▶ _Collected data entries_
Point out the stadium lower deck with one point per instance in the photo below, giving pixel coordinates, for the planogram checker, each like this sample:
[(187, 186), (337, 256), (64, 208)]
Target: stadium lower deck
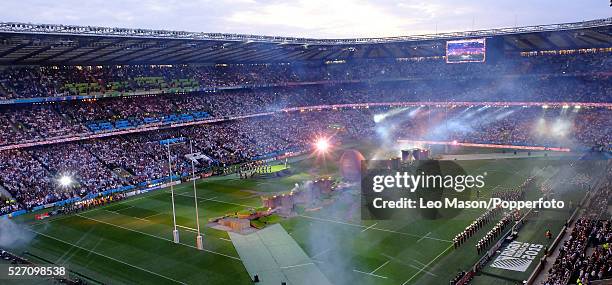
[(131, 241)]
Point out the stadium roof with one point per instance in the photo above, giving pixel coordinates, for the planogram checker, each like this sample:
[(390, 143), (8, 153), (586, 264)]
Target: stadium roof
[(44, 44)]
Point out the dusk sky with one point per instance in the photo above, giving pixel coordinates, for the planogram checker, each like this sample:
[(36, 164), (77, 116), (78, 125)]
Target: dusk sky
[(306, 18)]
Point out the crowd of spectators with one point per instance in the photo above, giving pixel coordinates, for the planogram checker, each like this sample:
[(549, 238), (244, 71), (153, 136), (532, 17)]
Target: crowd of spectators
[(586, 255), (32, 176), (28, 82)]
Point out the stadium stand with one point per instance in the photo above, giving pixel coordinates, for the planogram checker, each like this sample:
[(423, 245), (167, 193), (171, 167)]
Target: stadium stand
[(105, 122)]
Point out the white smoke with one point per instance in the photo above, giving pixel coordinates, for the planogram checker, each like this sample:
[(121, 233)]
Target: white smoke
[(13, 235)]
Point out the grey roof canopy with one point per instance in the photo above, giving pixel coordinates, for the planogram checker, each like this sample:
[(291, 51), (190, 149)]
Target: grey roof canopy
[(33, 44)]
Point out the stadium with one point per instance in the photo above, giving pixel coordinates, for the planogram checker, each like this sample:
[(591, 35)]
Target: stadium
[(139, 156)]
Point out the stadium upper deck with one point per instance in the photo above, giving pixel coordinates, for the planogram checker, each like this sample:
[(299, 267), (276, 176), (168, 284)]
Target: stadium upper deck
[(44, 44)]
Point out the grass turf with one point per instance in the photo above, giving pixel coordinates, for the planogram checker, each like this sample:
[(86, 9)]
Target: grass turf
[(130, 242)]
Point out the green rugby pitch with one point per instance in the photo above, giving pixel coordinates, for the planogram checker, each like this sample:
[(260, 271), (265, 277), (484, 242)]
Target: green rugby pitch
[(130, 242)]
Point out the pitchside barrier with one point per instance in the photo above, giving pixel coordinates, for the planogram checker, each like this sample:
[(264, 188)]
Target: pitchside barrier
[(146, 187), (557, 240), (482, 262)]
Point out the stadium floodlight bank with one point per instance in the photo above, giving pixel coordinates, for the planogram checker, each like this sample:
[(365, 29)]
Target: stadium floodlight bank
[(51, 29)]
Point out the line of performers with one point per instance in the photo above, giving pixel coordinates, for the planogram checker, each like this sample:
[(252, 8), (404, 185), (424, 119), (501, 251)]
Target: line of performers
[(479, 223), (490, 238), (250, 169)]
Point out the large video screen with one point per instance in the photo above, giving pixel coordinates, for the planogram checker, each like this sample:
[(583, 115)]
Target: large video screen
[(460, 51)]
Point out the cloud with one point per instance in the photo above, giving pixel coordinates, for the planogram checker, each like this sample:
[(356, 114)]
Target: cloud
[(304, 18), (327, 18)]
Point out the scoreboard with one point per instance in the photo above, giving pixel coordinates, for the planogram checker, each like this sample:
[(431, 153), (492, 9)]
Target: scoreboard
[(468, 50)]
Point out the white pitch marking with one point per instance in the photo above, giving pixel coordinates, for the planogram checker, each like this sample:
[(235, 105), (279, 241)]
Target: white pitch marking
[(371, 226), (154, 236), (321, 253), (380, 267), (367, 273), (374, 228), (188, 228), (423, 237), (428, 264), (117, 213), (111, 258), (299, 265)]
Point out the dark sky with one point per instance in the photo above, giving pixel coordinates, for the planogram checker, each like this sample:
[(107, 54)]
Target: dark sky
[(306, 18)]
---
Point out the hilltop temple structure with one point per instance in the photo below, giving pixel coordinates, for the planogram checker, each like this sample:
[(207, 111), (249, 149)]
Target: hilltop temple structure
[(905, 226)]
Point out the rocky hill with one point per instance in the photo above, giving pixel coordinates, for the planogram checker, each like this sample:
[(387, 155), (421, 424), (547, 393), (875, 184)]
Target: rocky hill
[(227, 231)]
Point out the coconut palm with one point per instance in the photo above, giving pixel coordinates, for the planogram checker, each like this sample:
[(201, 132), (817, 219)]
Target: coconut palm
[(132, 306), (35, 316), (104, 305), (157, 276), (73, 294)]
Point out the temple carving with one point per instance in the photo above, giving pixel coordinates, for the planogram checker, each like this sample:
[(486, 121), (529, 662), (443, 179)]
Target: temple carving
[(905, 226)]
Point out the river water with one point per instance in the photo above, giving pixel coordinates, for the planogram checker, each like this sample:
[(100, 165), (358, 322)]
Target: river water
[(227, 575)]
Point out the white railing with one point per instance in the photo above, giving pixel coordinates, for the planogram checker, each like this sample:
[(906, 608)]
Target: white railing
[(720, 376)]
* * *
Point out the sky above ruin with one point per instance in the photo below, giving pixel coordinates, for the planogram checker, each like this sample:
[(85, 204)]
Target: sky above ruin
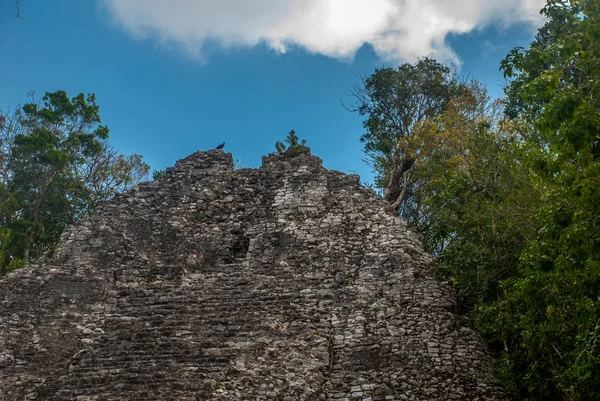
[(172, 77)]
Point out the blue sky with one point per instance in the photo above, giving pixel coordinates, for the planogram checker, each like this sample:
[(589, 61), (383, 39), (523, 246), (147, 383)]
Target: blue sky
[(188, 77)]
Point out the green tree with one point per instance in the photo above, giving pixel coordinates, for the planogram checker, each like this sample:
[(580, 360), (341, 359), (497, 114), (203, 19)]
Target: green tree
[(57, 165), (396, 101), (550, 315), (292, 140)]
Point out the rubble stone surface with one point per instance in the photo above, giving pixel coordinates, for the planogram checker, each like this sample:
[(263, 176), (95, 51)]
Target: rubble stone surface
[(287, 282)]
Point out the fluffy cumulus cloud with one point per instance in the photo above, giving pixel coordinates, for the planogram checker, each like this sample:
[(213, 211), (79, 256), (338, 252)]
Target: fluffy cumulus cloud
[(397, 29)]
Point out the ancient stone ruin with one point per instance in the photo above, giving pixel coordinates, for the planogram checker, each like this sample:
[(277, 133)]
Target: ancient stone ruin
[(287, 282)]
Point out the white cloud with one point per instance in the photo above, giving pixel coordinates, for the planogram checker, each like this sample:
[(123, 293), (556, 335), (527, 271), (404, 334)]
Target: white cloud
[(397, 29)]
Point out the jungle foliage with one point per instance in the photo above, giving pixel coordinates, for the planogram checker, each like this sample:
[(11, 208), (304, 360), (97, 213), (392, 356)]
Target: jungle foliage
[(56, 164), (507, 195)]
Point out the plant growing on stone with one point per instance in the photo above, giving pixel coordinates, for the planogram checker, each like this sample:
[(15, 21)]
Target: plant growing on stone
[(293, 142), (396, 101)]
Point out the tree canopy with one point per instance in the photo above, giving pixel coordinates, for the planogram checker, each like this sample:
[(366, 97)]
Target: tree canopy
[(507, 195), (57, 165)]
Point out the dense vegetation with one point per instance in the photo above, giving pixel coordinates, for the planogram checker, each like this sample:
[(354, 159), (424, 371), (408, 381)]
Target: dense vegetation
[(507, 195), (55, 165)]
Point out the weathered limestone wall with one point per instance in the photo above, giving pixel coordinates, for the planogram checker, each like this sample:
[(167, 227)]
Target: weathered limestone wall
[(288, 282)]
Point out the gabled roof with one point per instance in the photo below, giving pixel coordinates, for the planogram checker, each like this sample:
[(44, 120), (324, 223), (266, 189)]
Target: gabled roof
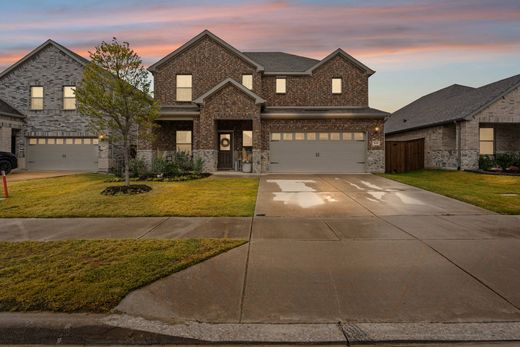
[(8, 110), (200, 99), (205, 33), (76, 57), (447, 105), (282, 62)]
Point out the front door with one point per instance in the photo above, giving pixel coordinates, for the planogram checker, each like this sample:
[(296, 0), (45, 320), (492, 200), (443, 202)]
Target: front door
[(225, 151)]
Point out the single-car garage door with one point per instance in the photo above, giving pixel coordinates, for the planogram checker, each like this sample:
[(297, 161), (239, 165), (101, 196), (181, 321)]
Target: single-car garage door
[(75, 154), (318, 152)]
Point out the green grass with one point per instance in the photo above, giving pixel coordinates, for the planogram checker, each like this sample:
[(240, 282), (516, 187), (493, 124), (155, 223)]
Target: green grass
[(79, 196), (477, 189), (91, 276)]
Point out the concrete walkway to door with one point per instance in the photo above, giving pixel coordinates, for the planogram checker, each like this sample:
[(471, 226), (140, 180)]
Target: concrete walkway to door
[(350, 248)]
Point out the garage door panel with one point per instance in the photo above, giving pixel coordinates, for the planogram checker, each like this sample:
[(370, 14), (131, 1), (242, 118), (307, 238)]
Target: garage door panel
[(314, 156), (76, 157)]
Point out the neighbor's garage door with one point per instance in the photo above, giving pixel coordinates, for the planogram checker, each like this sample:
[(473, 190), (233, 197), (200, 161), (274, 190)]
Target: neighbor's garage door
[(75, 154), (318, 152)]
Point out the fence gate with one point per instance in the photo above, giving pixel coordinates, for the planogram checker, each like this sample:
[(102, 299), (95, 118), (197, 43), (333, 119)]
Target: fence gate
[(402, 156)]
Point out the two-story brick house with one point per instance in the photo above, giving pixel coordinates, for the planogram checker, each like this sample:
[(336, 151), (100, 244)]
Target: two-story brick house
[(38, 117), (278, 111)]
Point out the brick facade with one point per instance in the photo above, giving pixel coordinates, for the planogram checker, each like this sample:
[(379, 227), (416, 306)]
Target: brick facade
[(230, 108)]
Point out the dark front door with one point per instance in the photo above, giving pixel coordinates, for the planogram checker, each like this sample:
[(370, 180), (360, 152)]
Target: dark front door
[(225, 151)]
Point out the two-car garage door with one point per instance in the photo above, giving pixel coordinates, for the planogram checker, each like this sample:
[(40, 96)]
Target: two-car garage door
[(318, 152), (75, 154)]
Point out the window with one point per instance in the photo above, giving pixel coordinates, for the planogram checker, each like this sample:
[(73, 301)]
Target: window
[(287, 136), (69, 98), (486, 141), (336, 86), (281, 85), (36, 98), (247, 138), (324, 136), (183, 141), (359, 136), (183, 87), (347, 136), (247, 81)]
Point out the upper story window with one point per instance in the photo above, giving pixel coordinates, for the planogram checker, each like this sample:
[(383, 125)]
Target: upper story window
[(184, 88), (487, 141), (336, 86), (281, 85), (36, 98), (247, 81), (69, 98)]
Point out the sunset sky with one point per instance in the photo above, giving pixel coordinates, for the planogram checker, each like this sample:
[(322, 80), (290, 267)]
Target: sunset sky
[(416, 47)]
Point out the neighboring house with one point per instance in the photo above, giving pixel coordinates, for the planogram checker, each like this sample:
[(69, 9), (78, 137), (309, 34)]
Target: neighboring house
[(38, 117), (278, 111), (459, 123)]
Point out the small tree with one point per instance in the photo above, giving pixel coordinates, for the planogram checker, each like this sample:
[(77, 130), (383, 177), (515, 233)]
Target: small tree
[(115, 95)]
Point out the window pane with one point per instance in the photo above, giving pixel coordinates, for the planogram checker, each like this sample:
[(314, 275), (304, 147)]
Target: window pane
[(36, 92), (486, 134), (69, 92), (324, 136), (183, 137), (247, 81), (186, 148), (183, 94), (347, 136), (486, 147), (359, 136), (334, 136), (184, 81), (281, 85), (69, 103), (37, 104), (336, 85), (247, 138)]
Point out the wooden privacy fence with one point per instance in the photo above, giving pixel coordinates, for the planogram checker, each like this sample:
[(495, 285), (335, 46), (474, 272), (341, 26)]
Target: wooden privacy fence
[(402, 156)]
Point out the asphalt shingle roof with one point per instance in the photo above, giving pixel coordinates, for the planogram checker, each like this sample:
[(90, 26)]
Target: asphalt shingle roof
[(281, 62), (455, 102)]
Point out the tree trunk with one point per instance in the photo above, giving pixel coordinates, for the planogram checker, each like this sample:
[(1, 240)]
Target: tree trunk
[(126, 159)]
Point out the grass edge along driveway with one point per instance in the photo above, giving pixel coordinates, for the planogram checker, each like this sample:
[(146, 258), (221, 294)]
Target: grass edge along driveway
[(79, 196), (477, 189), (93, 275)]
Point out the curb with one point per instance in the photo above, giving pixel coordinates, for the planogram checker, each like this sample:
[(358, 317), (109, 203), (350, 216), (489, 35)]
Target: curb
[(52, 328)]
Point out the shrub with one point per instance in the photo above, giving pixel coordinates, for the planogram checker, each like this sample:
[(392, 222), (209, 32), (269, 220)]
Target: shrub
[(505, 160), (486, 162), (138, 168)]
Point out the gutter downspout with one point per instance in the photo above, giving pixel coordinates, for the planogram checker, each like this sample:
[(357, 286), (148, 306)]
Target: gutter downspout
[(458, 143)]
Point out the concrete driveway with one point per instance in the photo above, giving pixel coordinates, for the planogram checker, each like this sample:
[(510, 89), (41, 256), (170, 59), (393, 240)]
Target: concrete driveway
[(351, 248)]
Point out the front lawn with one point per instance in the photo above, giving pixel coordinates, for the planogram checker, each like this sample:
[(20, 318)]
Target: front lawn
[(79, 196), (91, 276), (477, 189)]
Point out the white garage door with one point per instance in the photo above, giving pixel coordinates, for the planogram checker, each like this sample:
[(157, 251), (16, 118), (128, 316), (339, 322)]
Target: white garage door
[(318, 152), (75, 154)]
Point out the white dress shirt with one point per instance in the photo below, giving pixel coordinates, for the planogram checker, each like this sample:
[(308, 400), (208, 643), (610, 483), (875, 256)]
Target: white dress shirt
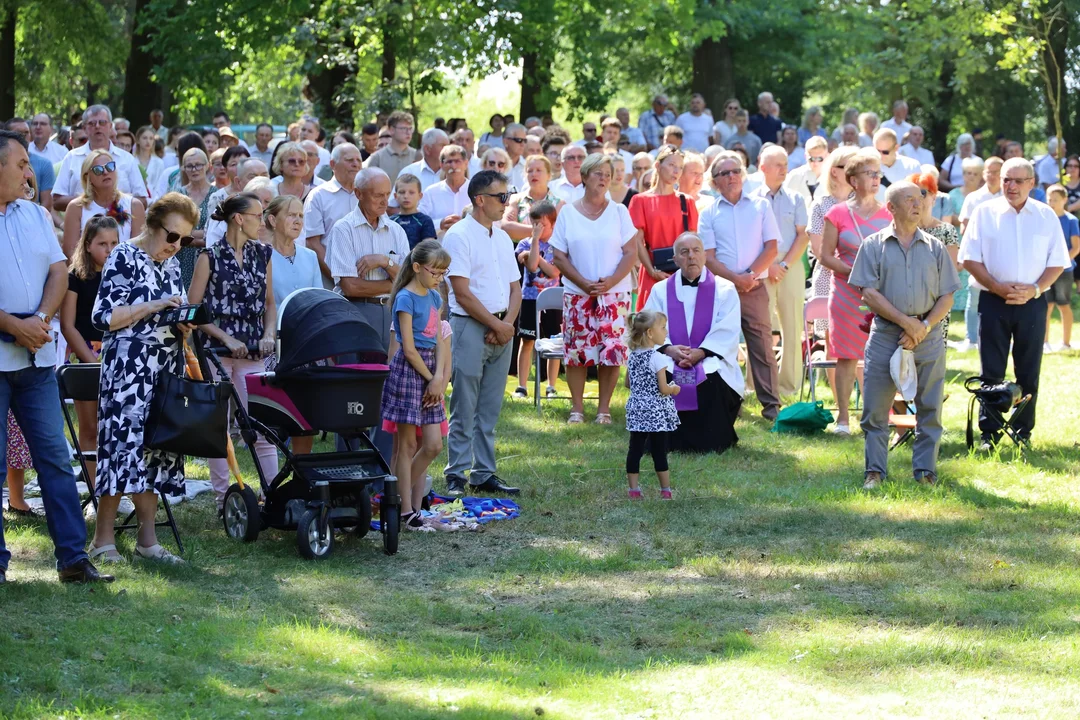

▶ _Your instructions_
Only the count is needed: the number of lines in the data that include the word "shirt".

▶ _Output of the exercise_
2